BEGIN DOCUMENT EXCERPT

Last year, Google released a report which showed that flu-related search terms are good indicators of flu activity. Google Flu Trends uses information about the popularity of some searches in the US to estimate flu activity almost in real-time.
The experiment has been expanded to the searches from Mexico, the country that has the largest number of reported cases of swine flu. "Unlike Google Flu Trends for U.S., Experimental Flu Trends for Mexico was not built using historical data on flu symptoms. This means the models have not been checked against actual historic flu data from Mexico and thus the estimates you see for Mexico are unverified. The models for Mexico are based on aggregated search queries likely to be associated with influenza-like illness."

END DOCUMENT EXCERPT
BEGIN RECORD EXTRACTS

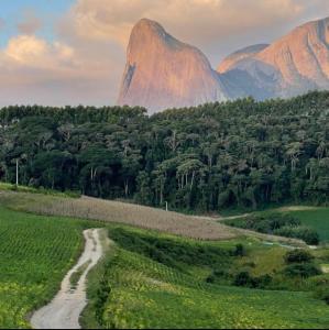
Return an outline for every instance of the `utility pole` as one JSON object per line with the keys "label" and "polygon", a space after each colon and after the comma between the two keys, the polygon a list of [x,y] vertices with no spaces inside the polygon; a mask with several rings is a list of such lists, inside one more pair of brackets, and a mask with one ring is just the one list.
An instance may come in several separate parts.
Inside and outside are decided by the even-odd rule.
{"label": "utility pole", "polygon": [[17,160],[17,187],[19,187],[19,160]]}

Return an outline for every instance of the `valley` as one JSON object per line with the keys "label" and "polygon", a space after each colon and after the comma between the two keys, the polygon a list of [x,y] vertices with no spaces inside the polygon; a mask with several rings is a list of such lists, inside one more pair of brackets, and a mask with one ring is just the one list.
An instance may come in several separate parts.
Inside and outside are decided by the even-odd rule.
{"label": "valley", "polygon": [[[92,220],[77,219],[80,218],[77,210],[74,217],[63,218],[63,207],[52,208],[52,216],[33,215],[36,201],[43,206],[40,210],[44,212],[47,202],[63,206],[63,200],[86,202],[86,198],[56,196],[55,193],[1,190],[0,224],[6,235],[1,239],[1,268],[7,270],[0,278],[1,328],[28,326],[29,315],[52,300],[64,275],[84,250],[83,231],[88,228],[106,229],[111,248],[89,272],[88,305],[79,319],[84,328],[201,328],[209,324],[215,328],[328,328],[328,305],[321,300],[328,274],[310,277],[284,275],[288,267],[284,257],[289,249],[275,241],[265,245],[265,241],[256,235],[242,232],[216,241],[212,237],[200,241],[190,239],[189,234],[184,238],[162,229],[136,229],[131,224],[138,223],[127,223],[120,218],[114,202],[109,202],[107,212],[112,210],[118,220],[110,222],[96,217]],[[76,209],[79,207],[75,206]],[[130,205],[125,207],[129,209]],[[158,215],[160,221],[166,222],[162,212],[165,211],[152,209],[151,212],[150,209],[149,221]],[[325,215],[317,219],[320,228],[328,227],[326,208],[305,208],[297,212],[301,215],[300,219],[311,218],[311,212],[318,217]],[[226,228],[215,219],[212,222],[219,226],[219,231]],[[188,228],[182,230],[188,232]],[[29,241],[32,233],[33,244]],[[24,242],[22,248],[18,249],[21,245],[12,241],[13,234],[17,242]],[[52,240],[44,240],[47,235],[52,235]],[[9,240],[13,243],[3,246]],[[64,241],[65,244],[57,245]],[[32,248],[25,251],[24,246]],[[243,246],[242,250],[239,246]],[[310,253],[315,265],[328,264],[325,245],[310,250]],[[61,263],[56,262],[56,255],[61,255]],[[21,262],[22,257],[26,260],[23,273],[21,267],[17,268],[9,262]],[[249,279],[234,285],[245,272]],[[10,299],[7,289],[11,292]],[[13,305],[20,314],[11,319],[8,310]]]}

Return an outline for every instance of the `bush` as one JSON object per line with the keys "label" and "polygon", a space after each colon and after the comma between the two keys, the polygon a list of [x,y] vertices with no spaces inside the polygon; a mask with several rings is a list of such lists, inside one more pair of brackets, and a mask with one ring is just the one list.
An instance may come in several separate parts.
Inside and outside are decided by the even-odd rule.
{"label": "bush", "polygon": [[252,277],[248,272],[237,274],[233,285],[252,288],[265,288],[272,282],[272,276],[268,274],[260,277]]}
{"label": "bush", "polygon": [[244,256],[245,253],[245,248],[243,244],[237,244],[235,245],[235,251],[233,253],[235,256]]}
{"label": "bush", "polygon": [[284,258],[286,264],[309,263],[314,256],[306,250],[293,250],[287,252]]}
{"label": "bush", "polygon": [[240,272],[237,274],[233,285],[235,286],[250,286],[252,277],[248,272]]}
{"label": "bush", "polygon": [[274,231],[276,235],[299,239],[309,245],[319,244],[319,234],[311,228],[299,226],[299,227],[283,227]]}
{"label": "bush", "polygon": [[321,274],[321,271],[311,263],[306,264],[292,264],[286,266],[284,273],[289,277],[308,278]]}

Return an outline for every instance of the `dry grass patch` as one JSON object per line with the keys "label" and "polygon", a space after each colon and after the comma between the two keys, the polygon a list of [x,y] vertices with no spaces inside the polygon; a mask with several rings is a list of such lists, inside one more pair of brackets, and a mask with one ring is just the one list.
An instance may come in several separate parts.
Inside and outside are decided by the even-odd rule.
{"label": "dry grass patch", "polygon": [[207,218],[90,197],[43,198],[42,202],[30,202],[26,208],[41,215],[124,223],[200,240],[227,240],[238,235],[235,230]]}

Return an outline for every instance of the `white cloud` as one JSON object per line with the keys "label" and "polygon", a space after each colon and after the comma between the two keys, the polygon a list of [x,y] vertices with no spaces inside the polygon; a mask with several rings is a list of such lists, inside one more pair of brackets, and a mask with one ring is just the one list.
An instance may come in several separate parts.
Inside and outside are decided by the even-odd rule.
{"label": "white cloud", "polygon": [[23,19],[18,23],[20,34],[34,34],[41,28],[42,20],[32,10],[24,11]]}
{"label": "white cloud", "polygon": [[[270,29],[309,10],[308,0],[78,0],[68,20],[79,37],[127,45],[133,24],[149,18],[188,42],[205,45],[253,29]],[[327,2],[327,4],[326,4]],[[328,8],[329,1],[312,0]],[[328,13],[329,14],[329,13]]]}
{"label": "white cloud", "polygon": [[200,47],[217,66],[231,51],[326,15],[328,0],[76,0],[53,42],[35,35],[42,19],[25,14],[0,50],[0,106],[114,103],[130,31],[141,18]]}

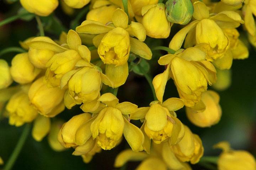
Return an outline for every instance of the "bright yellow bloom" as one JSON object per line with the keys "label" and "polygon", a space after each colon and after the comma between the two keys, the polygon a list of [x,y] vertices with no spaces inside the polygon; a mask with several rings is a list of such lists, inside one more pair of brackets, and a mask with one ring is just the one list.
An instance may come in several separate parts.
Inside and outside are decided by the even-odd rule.
{"label": "bright yellow bloom", "polygon": [[223,152],[217,162],[219,170],[254,170],[256,161],[252,155],[244,150],[235,150],[230,148],[228,142],[220,142],[213,146],[222,149]]}
{"label": "bright yellow bloom", "polygon": [[36,141],[40,142],[48,134],[50,129],[50,119],[38,115],[34,121],[32,129],[32,136]]}
{"label": "bright yellow bloom", "polygon": [[101,148],[111,149],[116,145],[123,134],[133,151],[143,150],[143,134],[123,115],[135,112],[138,106],[129,102],[119,103],[117,98],[108,93],[103,95],[98,100],[104,103],[101,103],[100,108],[96,112],[99,113],[78,129],[75,143],[82,145],[92,136],[93,139],[96,139],[98,145]]}
{"label": "bright yellow bloom", "polygon": [[204,110],[197,110],[194,108],[186,108],[187,116],[190,121],[201,128],[210,127],[219,122],[222,115],[222,110],[219,104],[219,96],[216,92],[207,90],[202,93],[201,100],[198,104],[203,104]]}
{"label": "bright yellow bloom", "polygon": [[10,69],[13,80],[21,84],[32,82],[41,70],[36,68],[28,60],[27,52],[17,54],[12,58]]}
{"label": "bright yellow bloom", "polygon": [[202,141],[187,126],[185,126],[185,135],[183,138],[178,143],[170,147],[175,156],[182,161],[190,161],[192,164],[196,164],[203,154]]}
{"label": "bright yellow bloom", "polygon": [[139,108],[137,112],[131,114],[130,118],[138,120],[145,118],[141,129],[144,129],[142,130],[156,143],[159,144],[167,139],[173,144],[178,143],[185,132],[183,125],[176,117],[174,111],[183,107],[182,100],[170,98],[161,104],[159,101],[154,101],[150,106]]}
{"label": "bright yellow bloom", "polygon": [[169,36],[171,24],[165,16],[165,6],[164,4],[144,6],[142,14],[143,16],[142,23],[148,36],[155,38],[166,38]]}
{"label": "bright yellow bloom", "polygon": [[98,47],[98,53],[102,61],[107,64],[106,75],[116,88],[123,84],[128,76],[127,61],[130,51],[147,60],[151,58],[152,52],[142,42],[146,38],[146,31],[142,25],[132,22],[128,25],[128,16],[119,8],[114,11],[112,19],[113,23],[107,26],[86,20],[76,30],[79,33],[99,34],[94,38],[94,44]]}
{"label": "bright yellow bloom", "polygon": [[64,0],[69,6],[74,8],[81,8],[87,5],[90,0]]}
{"label": "bright yellow bloom", "polygon": [[190,107],[200,101],[202,92],[207,89],[207,83],[211,85],[216,81],[216,70],[209,62],[205,60],[206,53],[199,48],[202,47],[208,46],[204,44],[185,50],[180,49],[174,55],[167,54],[160,58],[158,63],[168,66],[164,73],[153,80],[156,95],[160,101],[162,101],[169,77],[174,81],[185,105]]}
{"label": "bright yellow bloom", "polygon": [[58,135],[64,121],[55,121],[51,125],[50,129],[48,135],[48,143],[50,147],[55,151],[59,152],[66,148],[62,145],[58,139]]}
{"label": "bright yellow bloom", "polygon": [[33,83],[28,91],[28,97],[41,114],[54,117],[65,109],[63,97],[65,91],[58,87],[48,88],[43,79],[41,77]]}
{"label": "bright yellow bloom", "polygon": [[37,115],[37,111],[31,106],[28,91],[29,86],[22,89],[12,95],[6,106],[9,112],[9,124],[19,126],[25,123],[33,121]]}
{"label": "bright yellow bloom", "polygon": [[0,59],[0,89],[8,87],[12,83],[10,68],[7,62]]}
{"label": "bright yellow bloom", "polygon": [[39,16],[49,15],[59,5],[58,0],[20,0],[27,11]]}
{"label": "bright yellow bloom", "polygon": [[197,1],[193,6],[193,16],[197,20],[178,32],[170,42],[169,47],[175,50],[178,50],[187,34],[184,44],[185,48],[207,43],[210,48],[207,50],[206,59],[213,61],[221,58],[230,47],[228,38],[222,29],[234,28],[244,22],[238,13],[233,11],[224,11],[216,15],[210,15],[203,3]]}

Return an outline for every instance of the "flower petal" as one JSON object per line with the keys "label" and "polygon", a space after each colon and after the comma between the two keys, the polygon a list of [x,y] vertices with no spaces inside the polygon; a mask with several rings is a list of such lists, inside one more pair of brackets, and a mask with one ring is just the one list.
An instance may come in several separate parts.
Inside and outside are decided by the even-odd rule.
{"label": "flower petal", "polygon": [[134,152],[142,151],[144,143],[144,135],[142,132],[136,126],[128,121],[123,116],[124,121],[123,135],[132,149]]}
{"label": "flower petal", "polygon": [[128,25],[128,16],[123,10],[118,8],[112,14],[112,21],[117,27],[125,29]]}
{"label": "flower petal", "polygon": [[106,74],[114,82],[114,88],[117,88],[124,84],[129,74],[128,63],[115,66],[114,64],[107,64]]}
{"label": "flower petal", "polygon": [[101,34],[108,32],[114,28],[114,27],[106,26],[97,21],[85,20],[80,26],[76,28],[76,31],[78,33]]}
{"label": "flower petal", "polygon": [[130,51],[145,59],[150,60],[152,53],[150,49],[144,42],[130,37]]}
{"label": "flower petal", "polygon": [[182,99],[172,97],[164,102],[162,106],[167,108],[169,111],[176,111],[183,107],[184,105]]}
{"label": "flower petal", "polygon": [[124,102],[117,104],[116,108],[120,110],[122,114],[130,114],[137,111],[138,106],[129,102]]}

END RECORD EXTRACTS

TASK A: Output the passage from the Google Flu Trends text, starting at "Last year, Google" and ending at "almost in real-time.".
TASK B: According to the Google Flu Trends text, what are the models for Mexico based on?
TASK C: Resume the text about Google Flu Trends after its last sentence.
The entries are separate material and aren't part of the text about Google Flu Trends.

WRITTEN RESPONSE A:
Last year, Google released a report which showed that flu-related search terms are good indicators of flu activity. Google Flu Trends uses information about the popularity of some searches in the US to estimate flu activity almost in real-time.

WRITTEN RESPONSE B: Aggregated search queries likely to be associated with influenza-like illness.

WRITTEN RESPONSE C:
Google's search data showed that flu-related queries started to become more frequent this month. "Last week, at the request of the Centers for Disease Control, Google took a retroactive look at its search data from Mexico. And there the team found a pre-media bump in telltale flu-related search terms (you know, "influenza + phlegm + coughing") that was inconsistent with standard, seasonal flu trends," reports Wired. "The system has detected increases in flu-related searches in Mexico City (Distrito Federal) and a few other Mexican states in recent days, beginning early in the week of April 19-25," informs Google's blog.
A map that lists the latest cases of swine flu is available at Google Maps.